PROBLEMS AND TASKS:
1. Write out the part of the pandas notebook code starting with "# Show the first" and going on through "stop_words = set(stopwords.words('english'))".
2. In the pandas notebook code, why is explode applied to the "Adjectives" column? Answer in one to three sentences.
3. Please carry on the pandas notebook code from its last line.

SELECTED TEXT:

In [None]:
import pandas as pd

# Load the CSV for Adjectives
df_adjectives = pd.read_csv("character_adjectives_by_variation.csv")

# Clean column names
df_adjectives.columns = [col.strip() for col in df_adjectives.columns]

# Show the first few rows of the dataframe to understand the structure
print(df_adjectives.head())


In [12]:
import pandas as pd
from nltk.corpus import stopwords
from nltk import download

# Download stopwords if not already downloaded
download('stopwords')
stop_words = set(stopwords.words('english'))

# Load the CSV for Adjectives
df_adjectives = pd.read_csv("character_adjectives_by_variation.csv")

# Clean column names
df_adjectives.columns = [col.strip() for col in df_adjectives.columns]

# Make sure the "Adjectives" column is evaluated as a list
df_adjectives["Adjectives"] = df_adjectives["Adjectives"].apply(eval)

# Explode the list of adjectives so each one gets its own row
df_exploded_adjectives = df_adjectives.explode("Adjectives").dropna(subset=["Adjectives"])

# Normalize: lowercase, remove *, strip
df_exploded_adjectives["Adjectives"] = (
    df_exploded_adjectives["Adjectives"]
    .str.lower()
    .str.replace("*", "", regex=False)
    .str.strip()
)

# Remove any empty adjectives or stopwords (e.g., "other", "no-nonsense")
stop_words = set(["other", "no-nonsense", "likely", "possible", "methodical", "etc."])  # Add more stopwords as needed
df_exploded_adjectives = df_exploded_adjectives[~df_exploded_adjectives["Adjectives"].isin(stop_words)]

# Filter out any adjectives that are non-alphabetical (e.g., special characters or numbers)

SOURCE MATERIAL:
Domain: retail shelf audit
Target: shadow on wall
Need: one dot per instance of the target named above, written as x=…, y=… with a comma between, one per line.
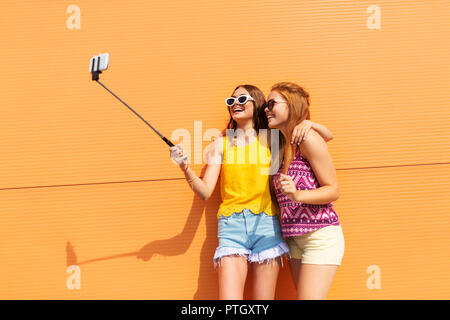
x=207, y=287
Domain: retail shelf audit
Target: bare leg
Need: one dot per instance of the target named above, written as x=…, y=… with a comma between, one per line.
x=232, y=275
x=265, y=279
x=314, y=281
x=295, y=265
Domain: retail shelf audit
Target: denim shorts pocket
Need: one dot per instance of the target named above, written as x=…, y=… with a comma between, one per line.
x=222, y=223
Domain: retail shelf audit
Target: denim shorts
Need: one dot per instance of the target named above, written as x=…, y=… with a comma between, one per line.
x=255, y=236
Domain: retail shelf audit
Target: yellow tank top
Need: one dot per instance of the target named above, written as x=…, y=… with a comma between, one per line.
x=244, y=182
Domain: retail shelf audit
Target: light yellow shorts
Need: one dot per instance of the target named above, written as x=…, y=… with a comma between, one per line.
x=323, y=246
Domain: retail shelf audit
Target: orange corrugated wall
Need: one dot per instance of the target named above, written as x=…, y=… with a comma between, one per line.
x=78, y=167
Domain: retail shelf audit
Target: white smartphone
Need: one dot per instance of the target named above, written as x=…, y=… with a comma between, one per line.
x=99, y=62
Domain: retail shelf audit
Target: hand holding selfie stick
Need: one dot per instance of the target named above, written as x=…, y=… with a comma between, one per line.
x=97, y=65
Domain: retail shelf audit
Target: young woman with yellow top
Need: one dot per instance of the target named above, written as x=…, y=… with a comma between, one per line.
x=248, y=226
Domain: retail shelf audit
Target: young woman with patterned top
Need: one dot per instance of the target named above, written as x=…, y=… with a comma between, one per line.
x=248, y=225
x=305, y=187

RESULTS BY TASK:
1.
# Show the first few rows of the dataframe to understand the structure
print(df_adjectives.head())


In [12]:
import pandas as pd
from nltk.corpus import stopwords
from nltk import download

# Download stopwords if not already downloaded
download('stopwords')
stop_words = set(stopwords.words('english'))

2. Explode is applied so that each adjective in a list gets its own row. The result is stored in df_exploded_adjectives.

3.
df_exploded_adjectives = df_exploded_adjectives[df_exploded_adjectives["Adjectives"].str.isalpha()]

# Count occurrences of each adjective per variation, model, and character
adjective_counts = df_exploded_adjectives.groupby(["Model", "Scenario", "Variation", "Character", "Adjectives"]).size().reset_index(name="Count")

# Pivot the table to compare adjectives across models
adjective_pivot = adjective_counts.pivot_table(index=["Scenario", "Variation", "Character", "Adjectives"], 
                                              columns="Model", 
                                              values="Count", 
                                              aggfunc="sum", 
                                              fill_value=0)

# Save the result to a CSV for easier inspection and analysis
adjective_pivot.to_csv("adjective_comparison_across_models.csv", index=True)

print("✅ Quantitative adjective comparison complete. Results saved to 'adjective_comparison_across_models.csv'.")


[nltk_data] Downloading package stopwords to
[nltk_data]     C:\Users\SGhanbariHaez\AppData\Roaming\nltk_data...
[nltk_data]   Package stopwords is already up-to-date!


✅ Quantitative adjective comparison complete. Results saved to 'adjective_comparison_across_models.csv'.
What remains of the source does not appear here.